### Yazı
■ ■ ■ ■ ■ ■ ■

TARİH KOKAN SOKAKLAR
ADANA - TEPEBAĞ
ADANA - TEPEBAĞ
Adımladım tarih kokan sokakları… Çocukluğumu hatırladım. Ayaklarımın bastığı bu yerleri, tanıyor adımlarım...
Şu kemerli köprü, tarihi çeşme, Yeşil Mescid, öğrenci yurdu, Kur’an kursu, Atatürk Evi, Tarihî Taş Köprü’ye çıkan sokaklar... Ve dahası öncülük ediyor tarihin doludizgin yaşanmışlıklarına...
Taş duvarların yerini alan hazır betonların görüntüsü kaplamış sessiz, sakin olan o eşsiz muhteşem manzarayı... Yenilenen duvarlar, taze zift kokan asfaltlar, cami görüntüsünü andıran, pencere yerine köy tabiriyle taka dediğimiz, duvar boşluğuna oturup kitaplar okuduğumuz pencerelerin yerini pimapenler alıvermiş. İşlemeli kapıların eski halinden eser yok şimdi. Amerikan deniyor artık kapılara. O güzelim işlemeli dantel perdeler, stor dediğimiz rengârenk bir desenle kaplamış odaların sokağa bakan her karesini…
Bahçeler çiçeklerden arınmış sanki… Pencere önünde, sokakları mis gibi kokutan fesleğenlerin kokusunu özlüyor içimdeki çocuk... Ne yana baksam hatıra dolu... İçimde hala büyümemiş çocuk şuracıkta dururken, hiç bir şey durmuyor bıraktığım o günlerde... Havası, suyu değişmiş değişmesine ama hala gözlerimi dolduran bir cevher var bu yollarda... Evlerde... Bu mahallede...

■ ■ ■ ■ ■ ■ ■

### Hedefiniz
Adana Tepebağ'ın tarih kokan sokaklarını anlatan yukarıdaki yazıyı, son cümlesinden sonra gelecek biçimde sürdürün.

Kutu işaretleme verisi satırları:
■ ■ ■ ■ ■ ■ ■

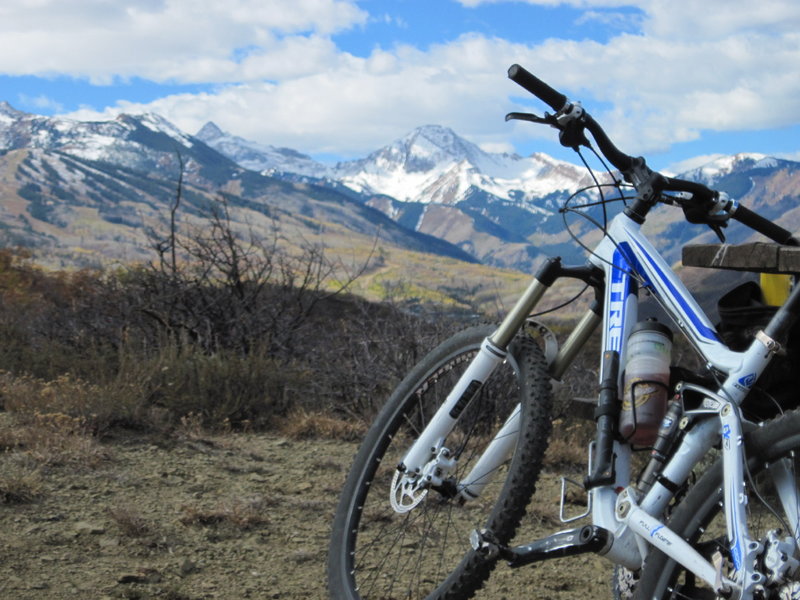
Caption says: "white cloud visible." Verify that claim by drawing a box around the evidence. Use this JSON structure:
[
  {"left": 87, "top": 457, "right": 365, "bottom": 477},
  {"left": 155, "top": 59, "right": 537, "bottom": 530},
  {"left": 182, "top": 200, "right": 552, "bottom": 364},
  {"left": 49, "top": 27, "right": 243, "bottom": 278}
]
[
  {"left": 12, "top": 0, "right": 800, "bottom": 155},
  {"left": 17, "top": 94, "right": 64, "bottom": 112},
  {"left": 0, "top": 0, "right": 367, "bottom": 84},
  {"left": 663, "top": 154, "right": 724, "bottom": 175}
]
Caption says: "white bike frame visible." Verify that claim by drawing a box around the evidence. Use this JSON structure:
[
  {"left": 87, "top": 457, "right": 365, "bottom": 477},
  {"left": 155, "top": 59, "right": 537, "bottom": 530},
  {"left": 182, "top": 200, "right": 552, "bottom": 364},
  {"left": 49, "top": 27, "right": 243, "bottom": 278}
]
[{"left": 398, "top": 207, "right": 800, "bottom": 599}]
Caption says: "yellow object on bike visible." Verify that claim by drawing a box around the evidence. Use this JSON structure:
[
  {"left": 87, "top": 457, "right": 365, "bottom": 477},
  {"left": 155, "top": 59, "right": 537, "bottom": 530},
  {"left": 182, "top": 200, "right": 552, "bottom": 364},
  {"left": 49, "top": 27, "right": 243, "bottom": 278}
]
[{"left": 761, "top": 273, "right": 792, "bottom": 306}]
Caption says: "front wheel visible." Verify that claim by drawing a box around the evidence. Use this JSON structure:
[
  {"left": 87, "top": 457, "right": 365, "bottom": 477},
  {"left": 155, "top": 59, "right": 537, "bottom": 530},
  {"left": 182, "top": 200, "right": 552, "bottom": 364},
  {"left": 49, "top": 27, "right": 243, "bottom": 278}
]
[
  {"left": 328, "top": 327, "right": 551, "bottom": 600},
  {"left": 636, "top": 411, "right": 800, "bottom": 600}
]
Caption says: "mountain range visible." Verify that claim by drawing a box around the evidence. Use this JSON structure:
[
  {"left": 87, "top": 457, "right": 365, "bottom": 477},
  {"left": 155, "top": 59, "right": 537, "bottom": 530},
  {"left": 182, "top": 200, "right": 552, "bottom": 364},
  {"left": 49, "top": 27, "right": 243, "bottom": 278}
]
[{"left": 0, "top": 103, "right": 800, "bottom": 282}]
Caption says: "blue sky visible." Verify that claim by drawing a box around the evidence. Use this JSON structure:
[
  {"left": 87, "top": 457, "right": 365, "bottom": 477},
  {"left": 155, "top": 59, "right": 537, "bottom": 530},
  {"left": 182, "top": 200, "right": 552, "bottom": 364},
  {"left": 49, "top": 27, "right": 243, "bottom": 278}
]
[{"left": 0, "top": 0, "right": 800, "bottom": 168}]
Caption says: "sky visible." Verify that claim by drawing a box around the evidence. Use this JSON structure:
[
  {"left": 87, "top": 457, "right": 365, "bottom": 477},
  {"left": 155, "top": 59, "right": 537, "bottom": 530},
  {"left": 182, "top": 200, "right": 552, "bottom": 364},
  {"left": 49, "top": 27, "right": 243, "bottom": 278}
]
[{"left": 0, "top": 0, "right": 800, "bottom": 171}]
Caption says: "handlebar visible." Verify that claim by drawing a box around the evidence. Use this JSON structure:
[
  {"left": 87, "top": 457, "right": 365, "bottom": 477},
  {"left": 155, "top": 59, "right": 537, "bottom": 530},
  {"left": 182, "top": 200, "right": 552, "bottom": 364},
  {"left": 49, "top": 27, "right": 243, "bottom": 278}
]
[
  {"left": 508, "top": 64, "right": 800, "bottom": 246},
  {"left": 508, "top": 65, "right": 567, "bottom": 112}
]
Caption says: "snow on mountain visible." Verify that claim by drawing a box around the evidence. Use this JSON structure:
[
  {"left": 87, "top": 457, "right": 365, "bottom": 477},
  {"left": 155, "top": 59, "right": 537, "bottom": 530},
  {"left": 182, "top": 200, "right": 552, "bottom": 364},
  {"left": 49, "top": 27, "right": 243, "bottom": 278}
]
[
  {"left": 0, "top": 102, "right": 194, "bottom": 168},
  {"left": 195, "top": 121, "right": 330, "bottom": 179},
  {"left": 680, "top": 152, "right": 788, "bottom": 186},
  {"left": 334, "top": 125, "right": 585, "bottom": 211}
]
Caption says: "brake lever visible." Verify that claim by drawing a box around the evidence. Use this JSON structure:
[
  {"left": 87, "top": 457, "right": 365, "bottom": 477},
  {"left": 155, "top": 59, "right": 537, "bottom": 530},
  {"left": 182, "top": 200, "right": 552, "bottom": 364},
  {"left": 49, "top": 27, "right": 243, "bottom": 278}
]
[
  {"left": 506, "top": 112, "right": 562, "bottom": 129},
  {"left": 708, "top": 223, "right": 725, "bottom": 244}
]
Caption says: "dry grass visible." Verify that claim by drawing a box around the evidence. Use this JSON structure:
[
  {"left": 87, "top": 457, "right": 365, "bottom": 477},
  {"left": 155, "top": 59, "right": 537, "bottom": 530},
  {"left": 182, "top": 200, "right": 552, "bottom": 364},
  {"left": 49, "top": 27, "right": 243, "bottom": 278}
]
[
  {"left": 0, "top": 457, "right": 42, "bottom": 504},
  {"left": 544, "top": 419, "right": 595, "bottom": 471},
  {"left": 0, "top": 412, "right": 111, "bottom": 468},
  {"left": 279, "top": 409, "right": 367, "bottom": 441},
  {"left": 107, "top": 506, "right": 153, "bottom": 538},
  {"left": 180, "top": 496, "right": 274, "bottom": 530}
]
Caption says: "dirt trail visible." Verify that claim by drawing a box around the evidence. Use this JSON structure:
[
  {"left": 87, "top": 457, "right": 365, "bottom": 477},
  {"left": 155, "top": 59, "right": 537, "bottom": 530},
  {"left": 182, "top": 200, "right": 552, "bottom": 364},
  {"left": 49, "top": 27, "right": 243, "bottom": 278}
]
[{"left": 0, "top": 424, "right": 610, "bottom": 600}]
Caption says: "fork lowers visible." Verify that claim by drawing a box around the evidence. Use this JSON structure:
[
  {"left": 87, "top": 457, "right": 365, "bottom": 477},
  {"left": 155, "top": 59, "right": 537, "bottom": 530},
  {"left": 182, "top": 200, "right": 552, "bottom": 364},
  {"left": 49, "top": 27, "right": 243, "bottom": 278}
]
[{"left": 584, "top": 350, "right": 622, "bottom": 490}]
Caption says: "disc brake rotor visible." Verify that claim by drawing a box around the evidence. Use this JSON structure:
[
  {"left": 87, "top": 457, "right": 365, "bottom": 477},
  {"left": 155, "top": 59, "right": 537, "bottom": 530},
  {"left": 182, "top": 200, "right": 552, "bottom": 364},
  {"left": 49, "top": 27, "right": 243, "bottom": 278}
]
[{"left": 389, "top": 471, "right": 428, "bottom": 513}]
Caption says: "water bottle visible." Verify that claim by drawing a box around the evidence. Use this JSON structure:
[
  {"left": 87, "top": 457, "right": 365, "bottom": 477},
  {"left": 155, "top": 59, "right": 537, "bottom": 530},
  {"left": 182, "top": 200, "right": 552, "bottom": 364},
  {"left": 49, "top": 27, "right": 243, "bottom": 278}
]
[{"left": 619, "top": 319, "right": 672, "bottom": 446}]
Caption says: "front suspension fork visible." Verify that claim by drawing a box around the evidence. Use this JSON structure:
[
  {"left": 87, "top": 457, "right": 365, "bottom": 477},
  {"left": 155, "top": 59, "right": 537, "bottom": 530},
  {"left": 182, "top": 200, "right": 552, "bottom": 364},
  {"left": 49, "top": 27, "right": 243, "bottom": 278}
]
[{"left": 397, "top": 258, "right": 603, "bottom": 488}]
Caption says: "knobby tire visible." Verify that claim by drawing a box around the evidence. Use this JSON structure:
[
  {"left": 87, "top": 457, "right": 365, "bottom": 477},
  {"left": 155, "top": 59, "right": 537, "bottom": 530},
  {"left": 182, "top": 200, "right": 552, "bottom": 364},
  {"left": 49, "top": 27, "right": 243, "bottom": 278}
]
[{"left": 328, "top": 326, "right": 552, "bottom": 600}]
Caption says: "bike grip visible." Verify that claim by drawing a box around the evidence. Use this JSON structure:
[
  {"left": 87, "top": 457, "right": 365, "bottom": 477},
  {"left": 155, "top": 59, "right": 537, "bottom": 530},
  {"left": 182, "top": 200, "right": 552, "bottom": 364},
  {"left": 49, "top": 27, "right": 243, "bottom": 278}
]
[
  {"left": 731, "top": 204, "right": 799, "bottom": 246},
  {"left": 508, "top": 64, "right": 567, "bottom": 112}
]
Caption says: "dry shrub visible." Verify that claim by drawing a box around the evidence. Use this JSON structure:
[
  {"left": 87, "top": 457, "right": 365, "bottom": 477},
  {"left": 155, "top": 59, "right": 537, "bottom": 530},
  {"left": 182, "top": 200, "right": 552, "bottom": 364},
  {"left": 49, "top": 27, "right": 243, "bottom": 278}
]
[
  {"left": 108, "top": 506, "right": 153, "bottom": 537},
  {"left": 0, "top": 457, "right": 42, "bottom": 504},
  {"left": 279, "top": 409, "right": 366, "bottom": 441}
]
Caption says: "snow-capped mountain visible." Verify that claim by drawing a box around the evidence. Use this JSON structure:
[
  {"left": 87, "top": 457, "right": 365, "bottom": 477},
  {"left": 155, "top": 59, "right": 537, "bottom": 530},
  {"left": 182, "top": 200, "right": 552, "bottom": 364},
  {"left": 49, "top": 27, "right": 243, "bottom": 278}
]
[
  {"left": 681, "top": 152, "right": 793, "bottom": 186},
  {"left": 0, "top": 102, "right": 200, "bottom": 175},
  {"left": 0, "top": 103, "right": 800, "bottom": 270},
  {"left": 334, "top": 125, "right": 585, "bottom": 212},
  {"left": 195, "top": 121, "right": 330, "bottom": 179},
  {"left": 0, "top": 103, "right": 475, "bottom": 264}
]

■ ■ ■ ■ ■ ■ ■

### Yanıt
Yıllar önce sek sek oynayarak, geçtiğim, Babamın sesinden marşlar, ilahiler, ezgilerle yürüdüğüm sokakların yerini, şimdilerde alabildiğine insan sesine karışan, yüksek sesli müziklere bırakıvermiş zaman.
Şu terzihane ne anılar biriktirmiş sinemde. Az mı bekledik kapısında… Anneme birkaç esvap, babama takım elbise, bana ve ağabeyime de birer bayramlıkla az bayram edilmedi bu nice hazineyi içinde barındıran tarihin sokaklarında...
Ezan sesiyle hangi tarihi camiyi koklasam, hangi Beytullah’ın kapısını yoklasam diye düşünürken, buralarda bile tarihin eserini görememe hüznü kaplıyor içimi... Nerede o eski halılar? Nerede o bahçesinde hasır üzerinde rahleye oturarak Kur’an okuduğumuz avlular?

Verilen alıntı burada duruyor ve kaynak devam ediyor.